The exercise:
In the passage on the US blockade of Iran, how many ghost fleet ships does Lloyd's List Intelligence report slipped past the blockade since April 13?

The problem, as legal experts and analysts have noted with increasing urgency, is that none of this was written down. "Trump announced it. The Iranians agreed. But there's no formal agreement," said Mark Cancian of the Center for Strategic and International Studies. "Nothing was written down. So whether it broke the ceasefire or not depends on your perspective."

Iran has threatened retaliation. It launched attack drones at US ships after the Touska seizure, though no damage was reported. It has said its forces "will soon respond" to what it calls armed piracy. And crucially, it has used both seizures as justification for refusing to send negotiators to the second round of peace talks in Islamabad — talks that the US needs to happen if a diplomatic resolution is to be reached before the ceasefire expires.

The blockade is working economically. Trump claims it is costing Iran $500 million a day. But it is simultaneously strangling the diplomatic track that could end the war. That tension — between maximum economic pressure and the conditions needed for negotiation — is the central unresolved contradiction of US Iran policy right now.


The Ghost Fleet Is Still Running

While the US was seizing the Touska and boarding the Tifani, Iran's shadow fleet was not standing still.

Lloyd's List Intelligence reported that at least 26 ships from Iran's ghost fleet had successfully circumvented the US blockade since it was imposed on April 13 — slipping through in both directions, both entering and departing Iranian ports. Eleven tankers carrying Iranian cargo managed to exit the Gulf of Oman during the brief window when Iran claimed to have reopened the Strait.

Iran's shadow fleet is vast, experienced, and specifically designed to evade exactly this kind of enforcement. It has been operating under US and European sanctions for years. It knows how to go dark, how to conduct ship-to-ship transfers in poorly monitored waters, how to re-flag and re-manifest cargo through intermediary ports in Malaysia, the UAE, and elsewhere. The Touska and Tifani were caught. Twenty-six others were not.

The US is playing a game of maritime whack-a-mole against an opponent that has spent a decade learning the rules of sanctions evasion. Every ship seized sends a message. Every ship that slips through quietly undermines it.


What Beijing Has to Answer For

The Touska cargo puts China in an uncomfortable position that no amount of diplomatic language will easily resolve.

The ship loaded at Gaolan port in Zhuhai. Gaolan is not a mystery location — it is documented in open-source intelligence as a key node in Iran's missile propellant supply chain. Sister ships under the same IRISL subsidiary carried 1,000 tons of missile solid propellant materials from China last year. Two other affiliated ships traveled the same Zhuhai-to-Iran route in March. The pattern is not ambiguous.

China's official position is that it does not sell arms to Iran and maintains strict controls on dual-use goods. What that position cannot explain is why a documented missile fuel precursor keeps appearing in Chinese ports, on Chinese-routed vessels, heading to Iran, repeatedly, across multiple voyages and multiple ships — while the war in the Middle East continues and Iran's ballistic missile inventory remains a central concern for the entire region.

The Touska seizure has handed Washington a concrete, physical, inspectable piece of evidence linking Chinese port infrastructure to Iranian missile production. How the Trump administration chooses to use that evidence — in bilateral trade talks, in sanctions enforcement, or as leverage in a broader geopolitical negotiation — will be one of the more consequential decisions of the coming weeks.

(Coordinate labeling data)
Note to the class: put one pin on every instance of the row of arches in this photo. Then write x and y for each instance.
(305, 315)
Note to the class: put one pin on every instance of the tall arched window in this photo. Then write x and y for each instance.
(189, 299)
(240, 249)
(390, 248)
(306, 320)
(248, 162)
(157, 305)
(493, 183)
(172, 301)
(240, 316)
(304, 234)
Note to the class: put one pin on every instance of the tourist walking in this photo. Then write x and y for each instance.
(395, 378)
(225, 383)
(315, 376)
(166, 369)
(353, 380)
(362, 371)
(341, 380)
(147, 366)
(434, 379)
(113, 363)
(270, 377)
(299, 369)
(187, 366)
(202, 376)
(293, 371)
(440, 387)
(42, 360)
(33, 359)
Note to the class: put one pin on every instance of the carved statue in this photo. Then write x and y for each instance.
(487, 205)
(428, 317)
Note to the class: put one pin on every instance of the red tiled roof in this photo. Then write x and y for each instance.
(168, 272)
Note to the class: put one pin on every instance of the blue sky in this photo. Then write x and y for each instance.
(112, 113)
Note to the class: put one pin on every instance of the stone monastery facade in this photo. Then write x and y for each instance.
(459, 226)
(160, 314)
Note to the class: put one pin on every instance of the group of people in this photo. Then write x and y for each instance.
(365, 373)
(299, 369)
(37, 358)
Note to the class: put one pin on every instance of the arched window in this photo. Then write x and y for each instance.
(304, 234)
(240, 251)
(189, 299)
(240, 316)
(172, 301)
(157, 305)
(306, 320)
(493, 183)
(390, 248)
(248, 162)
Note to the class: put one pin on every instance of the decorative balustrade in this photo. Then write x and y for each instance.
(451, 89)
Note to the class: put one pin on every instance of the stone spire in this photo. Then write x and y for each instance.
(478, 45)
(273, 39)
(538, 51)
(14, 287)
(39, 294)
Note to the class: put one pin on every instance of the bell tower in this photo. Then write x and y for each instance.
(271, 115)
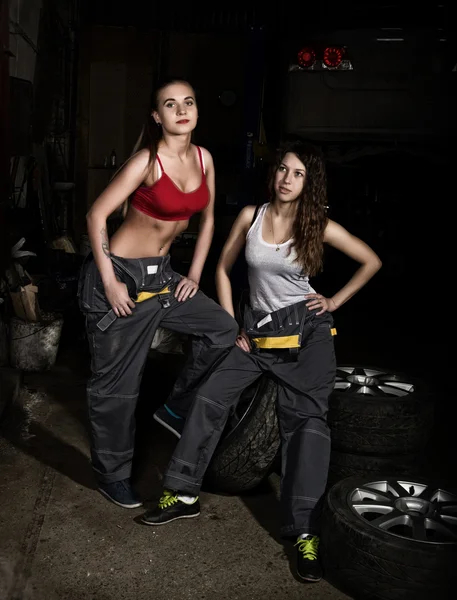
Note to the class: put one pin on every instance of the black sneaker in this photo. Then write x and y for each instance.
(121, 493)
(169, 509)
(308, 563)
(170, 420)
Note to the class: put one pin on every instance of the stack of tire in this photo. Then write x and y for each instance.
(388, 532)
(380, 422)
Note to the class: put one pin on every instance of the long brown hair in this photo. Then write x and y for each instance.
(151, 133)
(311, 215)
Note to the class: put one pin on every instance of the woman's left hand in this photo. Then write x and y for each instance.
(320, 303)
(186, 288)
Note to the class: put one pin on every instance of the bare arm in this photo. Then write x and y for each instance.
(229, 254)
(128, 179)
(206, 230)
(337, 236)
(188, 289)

...

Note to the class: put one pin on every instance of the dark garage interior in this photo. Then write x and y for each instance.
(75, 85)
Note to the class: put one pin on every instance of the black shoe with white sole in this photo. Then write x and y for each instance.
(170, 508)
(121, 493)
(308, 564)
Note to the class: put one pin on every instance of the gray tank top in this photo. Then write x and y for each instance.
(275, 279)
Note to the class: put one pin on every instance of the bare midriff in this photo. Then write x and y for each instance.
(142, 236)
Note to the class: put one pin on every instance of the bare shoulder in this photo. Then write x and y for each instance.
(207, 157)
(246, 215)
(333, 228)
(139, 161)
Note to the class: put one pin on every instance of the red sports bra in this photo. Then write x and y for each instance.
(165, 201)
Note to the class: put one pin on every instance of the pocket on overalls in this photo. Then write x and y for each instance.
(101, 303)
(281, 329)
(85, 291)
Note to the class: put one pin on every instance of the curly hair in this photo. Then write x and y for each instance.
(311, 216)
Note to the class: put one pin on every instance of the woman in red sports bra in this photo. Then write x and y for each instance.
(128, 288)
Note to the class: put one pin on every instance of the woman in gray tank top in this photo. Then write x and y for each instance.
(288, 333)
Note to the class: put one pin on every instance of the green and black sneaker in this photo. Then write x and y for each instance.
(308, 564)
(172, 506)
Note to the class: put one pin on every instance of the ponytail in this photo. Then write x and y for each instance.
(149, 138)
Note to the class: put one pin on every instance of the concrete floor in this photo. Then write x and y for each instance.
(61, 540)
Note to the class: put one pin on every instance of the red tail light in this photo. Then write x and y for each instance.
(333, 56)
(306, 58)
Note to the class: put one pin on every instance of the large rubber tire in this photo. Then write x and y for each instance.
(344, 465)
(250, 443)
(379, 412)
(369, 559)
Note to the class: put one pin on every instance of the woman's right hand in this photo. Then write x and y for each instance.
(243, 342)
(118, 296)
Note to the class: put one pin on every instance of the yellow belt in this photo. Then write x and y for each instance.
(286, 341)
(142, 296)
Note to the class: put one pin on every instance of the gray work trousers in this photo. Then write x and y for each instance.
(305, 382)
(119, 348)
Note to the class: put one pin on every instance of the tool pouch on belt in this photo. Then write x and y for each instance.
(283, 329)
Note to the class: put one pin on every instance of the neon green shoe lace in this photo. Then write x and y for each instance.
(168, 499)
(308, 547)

Exercise response:
At least 26 ships.